- _Task requirements_
a) Decide whether each statement agrees with the Boston text, answering yes or no and quoting the words of the text that settle it: (i) the Boston season was in production in 1997; (ii) the writer was a senior in college at the time; (iii) the writer was able to locate documentation of the harassment.
b) Reproduce the passage of the Boston text between "You kids! You" and "in the day.", inclusive.
c) In the Boston text, how far was the house from the performing arts building?

- _Quoted text_
>>>>>

You kids! You wide eyed innocents! HA! You think you know how to harass Real Worlders? Well pull up a seat on the porch and let Great Granny Banshee tell you about how we did it back in the day.
Great Granny was a junior in college when the Boston season was in production, way back in 1997, and the house was one block from the performing arts building, where I spent most of my time. Now. We, like you youngsters, wanted to get these tools OUT OUT OUT of our neighborhood, out of our WAY, out of our SIGHT. And since we couldn't shut down production, we decided we'd make life as difficult as possible for those dipwads.
This is before cell/camera phones, so there isn't any documentation that I can locate, but the best way to REALLY REALLY piss off all and sundry involved is, when you see a "scene" being filmed, to start BELLOWING the opening of the show. Bonus points if you get a harmony going of "This is the true story (TRUE STORY!!!) Of seven strangers...etc" Do the whole thing. Do it loudly. Do it often. Yell it at the building. Create an interpretive dance. Shriek it if you're lucky enough to catch a drunken fight, or a sobby breakup on the sidewalk. The sound guys and the editors will want to DESTROY you, but there's nothing they can do.

<<<<<

- _Material supplied_
>>>>>

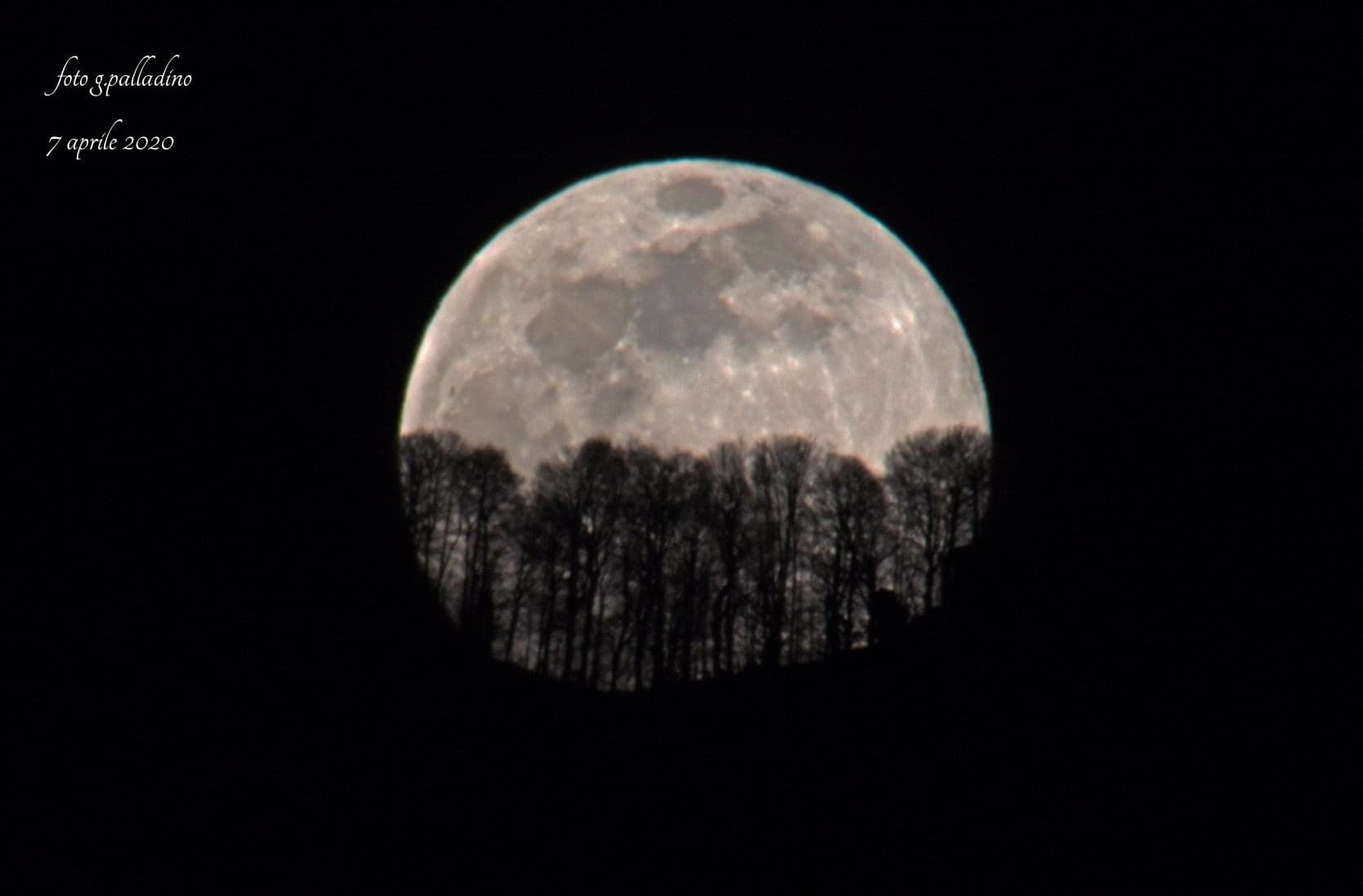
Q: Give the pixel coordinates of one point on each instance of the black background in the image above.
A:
(230, 684)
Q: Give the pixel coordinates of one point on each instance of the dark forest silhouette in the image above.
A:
(624, 568)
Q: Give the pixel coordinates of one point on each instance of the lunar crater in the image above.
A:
(687, 304)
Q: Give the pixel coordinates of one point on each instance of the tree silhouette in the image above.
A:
(622, 567)
(938, 485)
(849, 508)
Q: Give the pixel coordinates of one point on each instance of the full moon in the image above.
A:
(686, 304)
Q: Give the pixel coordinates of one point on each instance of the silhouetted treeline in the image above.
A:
(626, 568)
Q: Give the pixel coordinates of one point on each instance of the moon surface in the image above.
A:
(686, 304)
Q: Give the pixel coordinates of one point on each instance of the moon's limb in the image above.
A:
(687, 304)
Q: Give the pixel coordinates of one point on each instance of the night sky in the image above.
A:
(230, 669)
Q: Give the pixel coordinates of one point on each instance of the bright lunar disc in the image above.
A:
(686, 304)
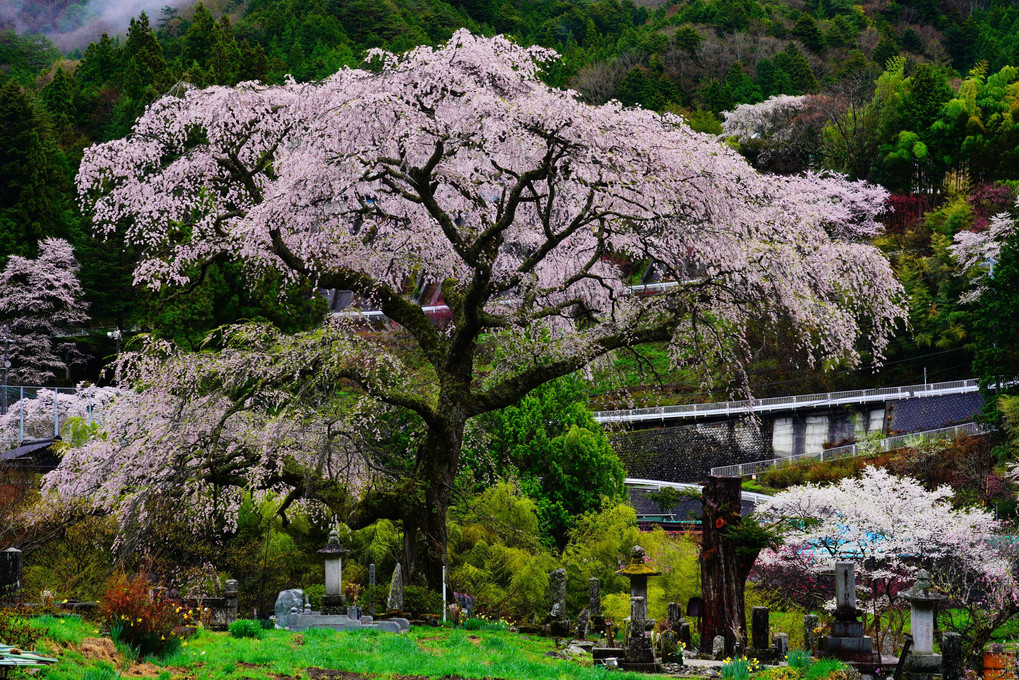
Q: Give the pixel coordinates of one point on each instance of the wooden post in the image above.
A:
(723, 570)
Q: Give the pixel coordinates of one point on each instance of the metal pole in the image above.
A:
(6, 366)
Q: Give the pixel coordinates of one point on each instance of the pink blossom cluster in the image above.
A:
(452, 162)
(37, 412)
(40, 301)
(891, 527)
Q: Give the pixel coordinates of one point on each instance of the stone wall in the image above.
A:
(688, 453)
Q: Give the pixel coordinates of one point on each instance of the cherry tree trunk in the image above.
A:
(425, 533)
(723, 572)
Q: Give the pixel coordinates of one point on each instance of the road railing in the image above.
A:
(789, 403)
(850, 451)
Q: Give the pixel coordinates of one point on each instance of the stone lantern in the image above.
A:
(638, 652)
(333, 602)
(922, 603)
(638, 570)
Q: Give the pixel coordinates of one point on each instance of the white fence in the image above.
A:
(849, 451)
(746, 407)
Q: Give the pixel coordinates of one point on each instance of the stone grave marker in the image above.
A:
(286, 603)
(395, 600)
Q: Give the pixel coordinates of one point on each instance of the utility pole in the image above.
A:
(6, 365)
(115, 335)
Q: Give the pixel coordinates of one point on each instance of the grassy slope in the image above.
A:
(423, 651)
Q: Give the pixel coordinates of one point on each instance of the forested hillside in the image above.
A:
(919, 96)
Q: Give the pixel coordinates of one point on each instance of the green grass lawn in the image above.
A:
(280, 655)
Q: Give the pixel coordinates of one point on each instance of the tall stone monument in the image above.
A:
(558, 622)
(395, 602)
(922, 602)
(847, 641)
(10, 574)
(333, 600)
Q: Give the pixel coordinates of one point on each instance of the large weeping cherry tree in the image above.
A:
(459, 167)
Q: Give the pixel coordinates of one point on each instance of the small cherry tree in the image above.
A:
(35, 416)
(40, 302)
(892, 527)
(458, 166)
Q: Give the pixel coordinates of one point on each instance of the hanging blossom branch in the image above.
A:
(458, 167)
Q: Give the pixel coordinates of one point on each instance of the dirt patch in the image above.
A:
(144, 671)
(100, 648)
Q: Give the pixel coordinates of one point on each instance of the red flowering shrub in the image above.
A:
(148, 624)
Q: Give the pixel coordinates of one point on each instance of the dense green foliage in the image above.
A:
(552, 446)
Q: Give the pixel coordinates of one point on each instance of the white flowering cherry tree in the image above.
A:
(40, 301)
(458, 166)
(892, 527)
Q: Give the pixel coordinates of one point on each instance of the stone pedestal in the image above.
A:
(332, 553)
(952, 657)
(333, 605)
(395, 599)
(760, 647)
(922, 600)
(231, 593)
(10, 574)
(371, 589)
(671, 647)
(638, 654)
(594, 606)
(847, 642)
(558, 623)
(675, 616)
(810, 625)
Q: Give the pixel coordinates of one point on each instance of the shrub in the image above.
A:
(739, 669)
(246, 628)
(826, 668)
(798, 659)
(780, 673)
(148, 626)
(16, 632)
(420, 600)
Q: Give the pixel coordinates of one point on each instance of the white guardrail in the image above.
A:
(747, 407)
(849, 451)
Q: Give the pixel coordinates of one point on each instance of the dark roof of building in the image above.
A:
(34, 451)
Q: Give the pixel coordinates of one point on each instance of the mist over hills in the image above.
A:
(73, 23)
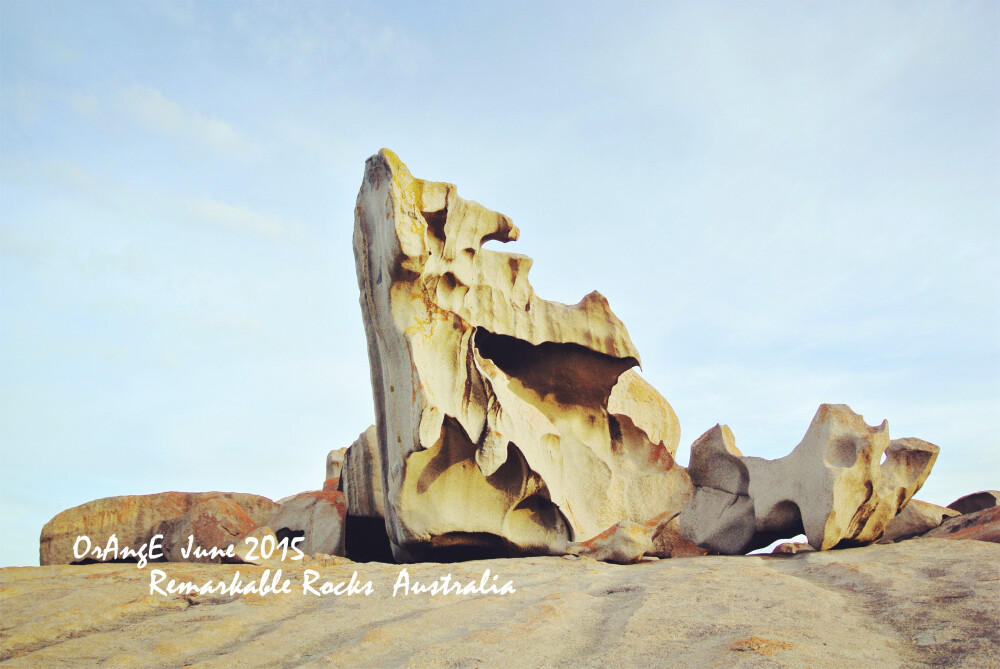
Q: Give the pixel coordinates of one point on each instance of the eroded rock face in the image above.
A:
(977, 501)
(215, 522)
(505, 423)
(977, 526)
(624, 543)
(317, 516)
(916, 518)
(133, 519)
(361, 477)
(335, 463)
(833, 487)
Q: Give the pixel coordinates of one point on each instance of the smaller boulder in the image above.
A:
(624, 543)
(317, 516)
(361, 478)
(915, 519)
(667, 539)
(214, 523)
(979, 526)
(977, 501)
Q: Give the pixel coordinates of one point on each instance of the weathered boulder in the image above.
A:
(506, 424)
(833, 487)
(335, 462)
(979, 526)
(916, 518)
(133, 519)
(317, 516)
(361, 477)
(977, 501)
(262, 542)
(668, 541)
(624, 542)
(792, 548)
(215, 522)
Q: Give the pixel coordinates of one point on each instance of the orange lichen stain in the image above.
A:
(761, 646)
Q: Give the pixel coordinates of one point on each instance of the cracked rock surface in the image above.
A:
(506, 424)
(834, 487)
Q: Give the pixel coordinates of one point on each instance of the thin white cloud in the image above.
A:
(152, 109)
(238, 218)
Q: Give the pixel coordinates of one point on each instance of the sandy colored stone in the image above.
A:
(667, 539)
(335, 463)
(792, 548)
(623, 543)
(505, 422)
(133, 519)
(264, 542)
(833, 487)
(916, 604)
(216, 522)
(977, 501)
(361, 477)
(318, 516)
(979, 526)
(916, 518)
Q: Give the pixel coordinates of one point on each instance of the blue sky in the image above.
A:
(786, 203)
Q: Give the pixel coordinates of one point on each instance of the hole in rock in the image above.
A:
(288, 533)
(843, 452)
(784, 521)
(461, 547)
(365, 540)
(571, 373)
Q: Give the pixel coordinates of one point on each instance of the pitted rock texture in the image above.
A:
(833, 487)
(335, 463)
(916, 604)
(216, 522)
(506, 424)
(979, 526)
(916, 518)
(977, 501)
(361, 477)
(133, 519)
(317, 516)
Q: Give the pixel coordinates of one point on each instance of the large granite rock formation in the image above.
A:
(506, 423)
(916, 518)
(977, 501)
(133, 519)
(833, 487)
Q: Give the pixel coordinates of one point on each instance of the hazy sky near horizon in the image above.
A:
(786, 203)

<<<<<

- _Results_
a)
(i) Yes: "the Boston season was in production, way back in 1997"
(ii) No: "Great Granny was a junior in college"
(iii) No: "there isn't any documentation that I can locate"

b)
You kids! You wide eyed innocents! HA! You think you know how to harass Real Worlders? Well pull up a seat on the porch and let Great Granny Banshee tell you about how we did it back in the day.

c) One block.